[Actions to take]:
a: According to the forum thread on goat scours, what Corid dose did the vet give for the kids?
b: Continue the forum thread on goat scours from its last paragraph.

[Extract to read]:
——

That is a good point, I will keep that in mind.  I actually only use kaopectin if it is really bad runny poop and I am worried about the animal surviving, and then only for the first day. lUckily for us, the strain of cocci we have seems to be treated fairly easily, would like to keep it that way. The barber pole worm however is another story. Hate that worm.


----------



## SDGsoap&dairy (May 13, 2011)

helmstead said:
			
		

> 20kidsonhill said:
> 
> 
> 
> ...


I agree.  I've used Maloxx before in an adult goat I was treating for severe bacterial scours, but this was in addition to Rx antibiotics.  I do think that heading straight for Pepto or something similar when kids are scouring is flirting with danger because kids go downhill so darn fast.  If the Pepto masks the illness for even a day or so the kid could end up a lot worse off.


----------



## ChksontheRun (May 14, 2011)

Thanks for the feedback on Pepto.  I gave it at the advice of a seasoned goat person when I called for help.  I won't do that again. (give Pepto I mean, she has had some very helpful advice for other things.)

I did have the fecals done.  Adults are clear, don't even need to be wormed, vet thinks just the diet change with all of the new green stuff caused the problem.

Kids have only coccidia.  Vets instructions for Corid that they have found very successful around here is 1 cc for each 5 lb of body weight per day, for 5 days.  They said they are aware that in some areas Corid is not helpful, but in this area, at this dose, they said they have not had any problems with unsuccessful treatments.

——

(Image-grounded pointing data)
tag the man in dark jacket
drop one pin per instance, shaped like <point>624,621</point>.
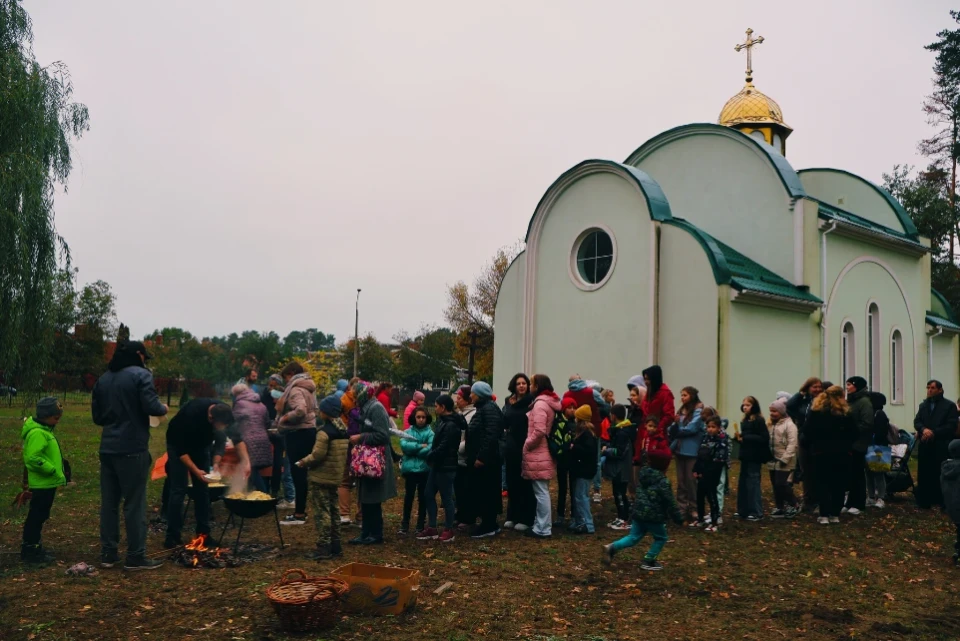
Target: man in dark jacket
<point>123,401</point>
<point>936,425</point>
<point>861,410</point>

——

[Answer list]:
a: 1 cc for each 5 lb of body weight per day, for 5 days.

b:
Everyone has better poops today.  Rolex has a cleaner butt, and soft logs instead of loose poops so all is on the mend. 

Now we head into 5 days of rainy cloudy weather.  Ugh.

Have a great weekend


----------



## Iwantgoats (May 14, 2011)

I find this very interesting being a new goat owner of 1 year.  Had our first born kids this spring and don't know anything about it!  YIKES!  What is cocci?  Is it contagious?  What are symptoms, other than diarrhea?  How do you treat?  One day my little buck has some loose stool and  just thought it was from eating too much fresh grass.  Cleared right up and did not think anything of it.  It was only one day of softies.  Would appreciate any info on this.  Thanks.


----------



## 20kidsonhill (May 14, 2011)

Iwantgoats said:
			
		

> I find this very interesting being a new goat owner of 1 year.  Had our first born kids this spring and don't know anything about it!  YIKES!  What is cocci?  Is it contagious?  What are symptoms, other than diarrhea?  How do you treat?  One day my little buck has some loose stool and  just thought it was from eating too much fresh grass.  Cleared right up and did not think anything of it.  It was only one day of softies.  Would appreciate any info on this.  Thanks.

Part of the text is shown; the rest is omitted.